ÖMER TAŞPINAR - Zaman
***
A la fin de l'ère Sarkozy, le ministre des Affaires
étrangères turc, Ahmet Davutoglu, avait
décrit la politique entre Ankara et Paris comme «cauchemardesque».
La France, nous l'espérons du moins, a abordé une nouvelle
façon de penser, tout en reconnaissant qu'une approche différente de la Turquie
renforcera son statut de puissance dans l'UE, tandis que la Turquie avec
l'administration du président François Hollande peut trouver une contrepartie
amicale et suffisamment bienveillante pour résoudre certains problèmes clés
entre les deux nations.
La question la plus importante qui a existé entre les deux
capitales, empoisonnant les relations, c'est le sort tragique des Arméniens en
1915. L’ex-président Nicolas Sarkozy était personnellement engagé pour verser
du sel sur la plaie ouverte, calculant froidement la réaction de la Turquie, et
insistant sur une loi pénalisant la négation du génocide arménien. Il a subit
un échec, en voulant pousser la constitution française dans la mauvaise
direction. Des questions demeurent : qu’en est-il de la douleur des Arméniens
dans le monde entier, de la liberté d'expression, ou du désir des Turcs d'adhérer à l'UE ? Probablement
toutes aussi importantes les unes que les autres.

→ **Données fournies**:

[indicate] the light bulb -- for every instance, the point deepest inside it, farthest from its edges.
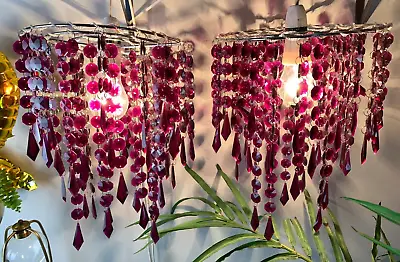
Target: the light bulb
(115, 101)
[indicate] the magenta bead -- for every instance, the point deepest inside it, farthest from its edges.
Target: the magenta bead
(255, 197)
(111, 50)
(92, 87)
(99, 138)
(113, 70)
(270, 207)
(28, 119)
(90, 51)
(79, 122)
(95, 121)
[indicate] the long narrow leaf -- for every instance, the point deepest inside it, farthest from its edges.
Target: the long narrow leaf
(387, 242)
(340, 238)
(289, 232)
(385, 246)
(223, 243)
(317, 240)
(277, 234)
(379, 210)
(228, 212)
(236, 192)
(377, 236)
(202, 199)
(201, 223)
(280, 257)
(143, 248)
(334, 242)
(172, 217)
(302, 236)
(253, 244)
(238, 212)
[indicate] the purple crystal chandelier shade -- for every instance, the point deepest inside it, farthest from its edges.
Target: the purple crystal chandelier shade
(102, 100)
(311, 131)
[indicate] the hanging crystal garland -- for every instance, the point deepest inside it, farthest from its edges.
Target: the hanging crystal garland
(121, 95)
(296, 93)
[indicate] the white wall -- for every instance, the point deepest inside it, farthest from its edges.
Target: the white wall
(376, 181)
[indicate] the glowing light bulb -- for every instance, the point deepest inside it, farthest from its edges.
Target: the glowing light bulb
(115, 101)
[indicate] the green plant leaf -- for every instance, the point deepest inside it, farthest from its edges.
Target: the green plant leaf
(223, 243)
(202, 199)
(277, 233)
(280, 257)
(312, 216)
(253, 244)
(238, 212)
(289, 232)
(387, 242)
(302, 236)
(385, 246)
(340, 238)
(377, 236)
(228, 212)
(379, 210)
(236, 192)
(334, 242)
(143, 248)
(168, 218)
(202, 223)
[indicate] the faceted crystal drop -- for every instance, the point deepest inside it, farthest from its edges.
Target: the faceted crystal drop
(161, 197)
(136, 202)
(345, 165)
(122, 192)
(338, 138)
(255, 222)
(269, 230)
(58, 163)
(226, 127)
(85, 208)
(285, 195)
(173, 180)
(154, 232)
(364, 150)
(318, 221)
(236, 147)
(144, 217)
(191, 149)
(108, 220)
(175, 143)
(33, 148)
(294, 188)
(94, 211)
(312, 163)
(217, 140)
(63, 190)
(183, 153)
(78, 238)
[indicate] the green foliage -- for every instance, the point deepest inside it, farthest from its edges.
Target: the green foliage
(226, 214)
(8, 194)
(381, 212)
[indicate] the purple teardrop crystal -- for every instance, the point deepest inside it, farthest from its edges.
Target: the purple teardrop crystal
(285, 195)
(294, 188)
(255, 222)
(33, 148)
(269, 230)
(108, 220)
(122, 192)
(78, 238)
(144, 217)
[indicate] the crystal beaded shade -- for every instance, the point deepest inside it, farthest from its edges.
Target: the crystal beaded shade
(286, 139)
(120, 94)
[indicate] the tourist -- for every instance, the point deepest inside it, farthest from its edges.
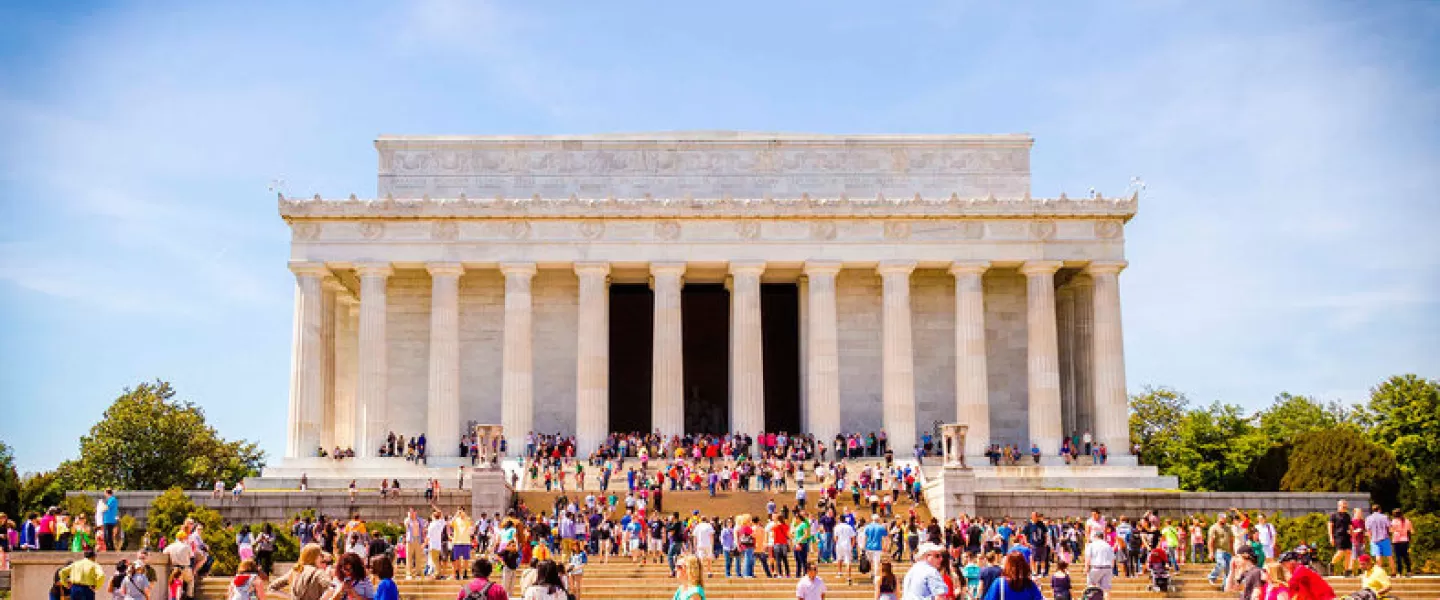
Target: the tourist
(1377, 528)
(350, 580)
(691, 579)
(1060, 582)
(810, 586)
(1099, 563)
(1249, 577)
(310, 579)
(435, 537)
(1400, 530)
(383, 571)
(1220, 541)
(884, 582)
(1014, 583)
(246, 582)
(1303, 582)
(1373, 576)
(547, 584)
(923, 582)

→ **Consigne 1**: D'après l'extrait sur les relations franco-turques, quel qualificatif Ahmet Davutoglu avait-il employé, à la fin de l'ère Sarkozy, pour décrire la politique entre Ankara et Paris ?
→ **Consigne 2**: Poursuivez l'extrait sur les relations franco-turques à partir de sa dernière phrase.

→ **Réponse 1**: Il l'avait décrite comme « cauchemardesque ».

→ **Réponse 2**:
La nouvelle ère sous
Hollande envoie des signaux mixtes, pendant que la Turquie continue de
mener une recherche, au ralenti, sur les moyens de faire face à cette partie
horrible de son passé. Le ministre des Affaires étrangères français, Laurent
Fabius, a déclaré après sa rencontre avec M. Davutoğlu qu'il n'y aurait aucune
tentative pour raviver la loi sur les
dénis de génocides. Toutefois, d'autres sources laissent à penser que le
président Hollande n'est pas en total accord avec cette position. Suite à des
contacts avec certains organismes influents de la diaspora, il a promis que la
question restera à l'ordre du jour de la France.
Si la position de Hollande est telle que rapportée, cela engendrera
des maux pour la simple raison que, ce que Sarkozy a essayé de faire a poussé
la Turquie à se mettre en mode défensif, comme il est de règle pour l’AKP qui
est en mode de recherche constante. Les
leçons de cette période sont claires : Si vous voulez le bien de la Turquie, ce
n'est absolument pas le chemin à suivre.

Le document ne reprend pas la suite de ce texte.